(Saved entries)
>>>
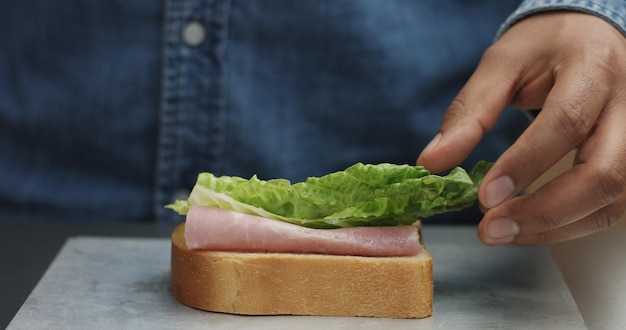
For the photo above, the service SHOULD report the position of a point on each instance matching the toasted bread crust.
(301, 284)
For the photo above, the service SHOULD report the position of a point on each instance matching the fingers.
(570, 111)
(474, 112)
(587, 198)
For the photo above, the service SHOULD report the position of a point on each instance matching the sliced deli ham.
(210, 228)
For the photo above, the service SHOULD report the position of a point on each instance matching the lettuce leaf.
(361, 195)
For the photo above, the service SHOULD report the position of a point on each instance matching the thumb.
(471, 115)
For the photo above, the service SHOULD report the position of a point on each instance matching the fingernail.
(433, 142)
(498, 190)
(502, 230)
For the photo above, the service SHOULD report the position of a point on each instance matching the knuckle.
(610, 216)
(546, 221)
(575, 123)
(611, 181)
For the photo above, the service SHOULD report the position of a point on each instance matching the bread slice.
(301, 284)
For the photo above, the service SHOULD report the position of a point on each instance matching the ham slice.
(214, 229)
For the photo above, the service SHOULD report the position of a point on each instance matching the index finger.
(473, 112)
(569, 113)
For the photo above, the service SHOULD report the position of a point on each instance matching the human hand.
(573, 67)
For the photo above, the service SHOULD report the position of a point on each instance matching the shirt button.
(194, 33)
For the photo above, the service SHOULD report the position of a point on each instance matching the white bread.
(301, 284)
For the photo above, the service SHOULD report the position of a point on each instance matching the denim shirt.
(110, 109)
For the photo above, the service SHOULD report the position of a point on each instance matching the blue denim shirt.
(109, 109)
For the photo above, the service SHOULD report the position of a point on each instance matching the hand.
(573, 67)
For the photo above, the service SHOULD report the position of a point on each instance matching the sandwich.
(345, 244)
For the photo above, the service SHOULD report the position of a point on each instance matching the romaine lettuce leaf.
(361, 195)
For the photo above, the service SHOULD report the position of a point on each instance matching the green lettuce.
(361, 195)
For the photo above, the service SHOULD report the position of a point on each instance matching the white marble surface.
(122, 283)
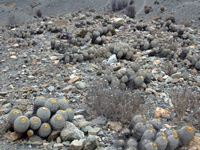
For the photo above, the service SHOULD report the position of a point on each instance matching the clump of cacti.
<<<
>>>
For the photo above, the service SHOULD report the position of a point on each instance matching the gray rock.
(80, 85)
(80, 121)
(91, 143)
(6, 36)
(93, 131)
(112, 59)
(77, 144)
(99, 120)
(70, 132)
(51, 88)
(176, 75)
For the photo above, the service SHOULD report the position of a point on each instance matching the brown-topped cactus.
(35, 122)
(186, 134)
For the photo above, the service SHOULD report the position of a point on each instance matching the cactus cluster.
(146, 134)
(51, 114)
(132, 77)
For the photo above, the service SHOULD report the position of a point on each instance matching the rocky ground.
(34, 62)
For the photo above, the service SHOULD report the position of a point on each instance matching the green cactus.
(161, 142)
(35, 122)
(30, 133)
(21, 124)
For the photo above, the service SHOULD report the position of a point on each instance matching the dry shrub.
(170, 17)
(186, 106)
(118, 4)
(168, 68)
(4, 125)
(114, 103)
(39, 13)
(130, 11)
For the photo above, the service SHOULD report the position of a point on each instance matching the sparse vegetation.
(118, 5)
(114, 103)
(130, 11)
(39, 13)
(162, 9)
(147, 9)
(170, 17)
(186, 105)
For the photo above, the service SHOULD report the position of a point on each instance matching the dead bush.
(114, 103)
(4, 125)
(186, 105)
<<<
Output only the lines above from the line that holds "the denim shirt." through the line that holds "clump of cacti.", both ends included, and exclude pictures.

For the photo above, the service SHOULD report the position of a point on each instance matching the denim shirt.
(110, 109)
For the photo above, the service SHOULD report the position of a point on each instance matching the blue denim shirt.
(109, 109)
For the photo above, the service SHOULD report the position of a point on each instance matching the hand.
(573, 67)
For the photo above, the service SHOULD report the position of a point on each instance matching the sandwich.
(345, 244)
For the photo above, the service SHOULD report the position of a point on each instance matching the romaine lettuce leaf.
(361, 195)
For the photo above, the service SHOULD report the position of a point on each instance matching the green lettuce.
(361, 195)
For the photo above, the service SHOULD report the position of a point on each instance matching the white marble surface.
(122, 283)
For the photo above, the service SHOULD report the position of a point on each instance matching the clump of cacti.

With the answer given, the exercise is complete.